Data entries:
<<<<
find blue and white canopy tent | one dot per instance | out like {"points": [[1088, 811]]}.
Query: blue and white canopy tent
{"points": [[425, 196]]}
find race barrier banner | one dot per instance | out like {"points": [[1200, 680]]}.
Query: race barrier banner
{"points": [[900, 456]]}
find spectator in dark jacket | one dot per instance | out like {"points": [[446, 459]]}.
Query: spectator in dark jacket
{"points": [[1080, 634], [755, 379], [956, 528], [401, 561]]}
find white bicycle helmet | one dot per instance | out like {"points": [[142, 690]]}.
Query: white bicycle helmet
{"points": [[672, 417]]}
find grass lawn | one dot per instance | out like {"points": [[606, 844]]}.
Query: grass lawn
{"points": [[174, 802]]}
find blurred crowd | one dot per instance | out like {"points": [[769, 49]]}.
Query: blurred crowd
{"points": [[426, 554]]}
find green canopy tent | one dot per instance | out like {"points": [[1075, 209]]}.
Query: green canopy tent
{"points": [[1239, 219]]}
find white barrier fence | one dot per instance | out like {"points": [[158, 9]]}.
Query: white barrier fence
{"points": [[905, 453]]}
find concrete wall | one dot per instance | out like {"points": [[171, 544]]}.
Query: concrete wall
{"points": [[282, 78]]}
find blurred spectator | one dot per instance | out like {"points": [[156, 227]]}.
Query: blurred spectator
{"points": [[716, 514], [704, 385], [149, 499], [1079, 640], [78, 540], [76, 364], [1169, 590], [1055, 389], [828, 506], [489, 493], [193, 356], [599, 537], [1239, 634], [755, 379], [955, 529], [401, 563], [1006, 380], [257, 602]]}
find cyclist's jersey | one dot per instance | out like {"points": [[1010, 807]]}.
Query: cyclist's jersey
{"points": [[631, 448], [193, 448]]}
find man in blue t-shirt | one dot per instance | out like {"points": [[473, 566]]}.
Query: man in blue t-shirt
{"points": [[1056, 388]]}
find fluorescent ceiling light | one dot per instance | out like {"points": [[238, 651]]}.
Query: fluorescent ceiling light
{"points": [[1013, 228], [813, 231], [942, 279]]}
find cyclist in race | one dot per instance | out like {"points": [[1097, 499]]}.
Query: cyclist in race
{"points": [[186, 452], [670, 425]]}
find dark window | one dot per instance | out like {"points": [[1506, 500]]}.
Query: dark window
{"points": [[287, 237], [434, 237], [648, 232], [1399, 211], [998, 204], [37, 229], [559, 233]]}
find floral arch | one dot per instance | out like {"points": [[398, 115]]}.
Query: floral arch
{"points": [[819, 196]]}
>>>>
> _Aim of the exercise_
Return the records exactly, every line included.

> _Written answer_
find blue and white canopy tent | one dot per instance | out like {"points": [[1088, 811]]}.
Query: blue and white canopy tent
{"points": [[425, 196]]}
find race barrier banner | one dot per instance | out like {"points": [[1200, 680]]}.
Query: race barrier banner
{"points": [[900, 456]]}
find spectator in dark jacket | one dot per instance | out like {"points": [[446, 459]]}.
Query: spectator in dark jacket
{"points": [[1080, 634], [755, 379], [956, 528], [401, 561]]}
find white bicycle helmet | one dot per instance | out like {"points": [[142, 690]]}.
Query: white bicycle helmet
{"points": [[672, 417]]}
find grass lawn | one dot per instance | out like {"points": [[606, 844]]}.
Query: grass lawn
{"points": [[174, 802]]}
find blurred crowd | one dot per instance | out like {"points": [[769, 49]]}.
Query: blurred crowd
{"points": [[426, 554]]}
find green canopy tent | one dot per instance | out like {"points": [[1075, 209]]}.
Query: green canopy tent
{"points": [[1239, 219]]}
find white barrier fence | one dot per instance | out like {"points": [[158, 9]]}.
Query: white barrier fence
{"points": [[905, 453]]}
find concrete wall | one dot per instance | out like {"points": [[171, 544]]}.
Query: concrete wall
{"points": [[282, 78]]}
find blurred spectator | one dot per instance | out like {"points": [[156, 227]]}.
Query: blurred spectator
{"points": [[716, 514], [704, 385], [149, 499], [1079, 640], [78, 540], [76, 364], [1169, 590], [1055, 389], [828, 506], [489, 493], [193, 356], [599, 537], [1239, 634], [755, 379], [955, 529], [401, 563], [1006, 380], [257, 602]]}
find cyclist's jersey | one dot per instance | out like {"points": [[1010, 807]]}.
Query: cyclist's jersey
{"points": [[631, 448], [193, 448]]}
find man in blue t-shirt | one dot per instance | out like {"points": [[473, 566]]}.
Query: man in blue t-shirt
{"points": [[1056, 388]]}
find fluorescent ceiling light | one dot per instance | out like {"points": [[238, 651]]}.
Query: fluorescent ceiling light
{"points": [[1013, 228], [813, 231], [942, 279]]}
find cyclist in race | one dot per instance | out like {"points": [[1097, 499]]}.
Query: cyclist in race
{"points": [[186, 452], [670, 425]]}
find dark window | one dot per instance | out like {"points": [[1506, 500]]}.
Query: dark window
{"points": [[287, 237], [434, 237], [648, 232], [1399, 211], [998, 204], [37, 229], [559, 233]]}
find floral arch | one dot per instance | out like {"points": [[398, 115]]}.
Query: floral arch
{"points": [[819, 196]]}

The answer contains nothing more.